# Task prompt
Reproduce all of the lines below, requests included, and rescale every coordinate in the answers by a factor of 0.75, rounding each result to a whole number with halves rounded up. Leave the pictures out of your answer.

* Start Provided entries *

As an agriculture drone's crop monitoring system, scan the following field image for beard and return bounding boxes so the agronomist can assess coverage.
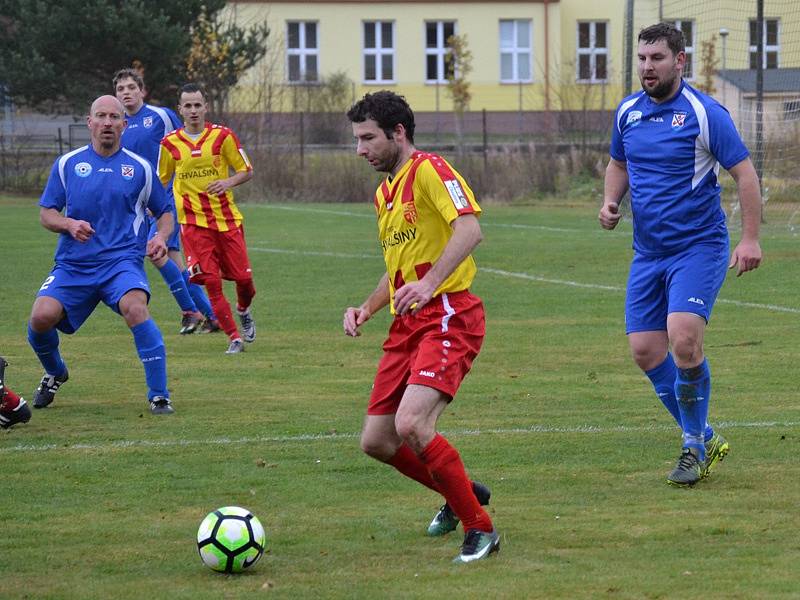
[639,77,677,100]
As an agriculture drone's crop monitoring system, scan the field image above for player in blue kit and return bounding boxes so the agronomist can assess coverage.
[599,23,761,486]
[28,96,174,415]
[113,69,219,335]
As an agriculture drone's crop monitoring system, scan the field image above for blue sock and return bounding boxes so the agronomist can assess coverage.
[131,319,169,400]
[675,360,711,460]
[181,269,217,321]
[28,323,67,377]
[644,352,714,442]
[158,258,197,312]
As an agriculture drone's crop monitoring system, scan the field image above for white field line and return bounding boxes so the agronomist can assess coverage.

* End Provided entries *

# Finished task
As an agriculture drone's crop monitoring system, scan the following field image for beard and return bounding boxes so the agronomist can assess coverage.
[479,58,508,75]
As an agriculture drone's crop monitoring system, scan the field image above for player in blue kit and return bounding boxes so the agronomist can assess coverage.
[449,17,571,365]
[21,72,131,311]
[85,52,164,251]
As an agriculture drone's crop monitoring system, scan the field image above for blue sock and return bounding boxes so the agronomist can assess coverage.
[98,239,127,300]
[506,270,533,345]
[136,202,163,241]
[21,242,50,283]
[483,264,536,332]
[119,194,148,234]
As an agriculture drone's crop monitoring system, scan the field image above for white field line and return bounding boxes so the agronomist can assess coverage.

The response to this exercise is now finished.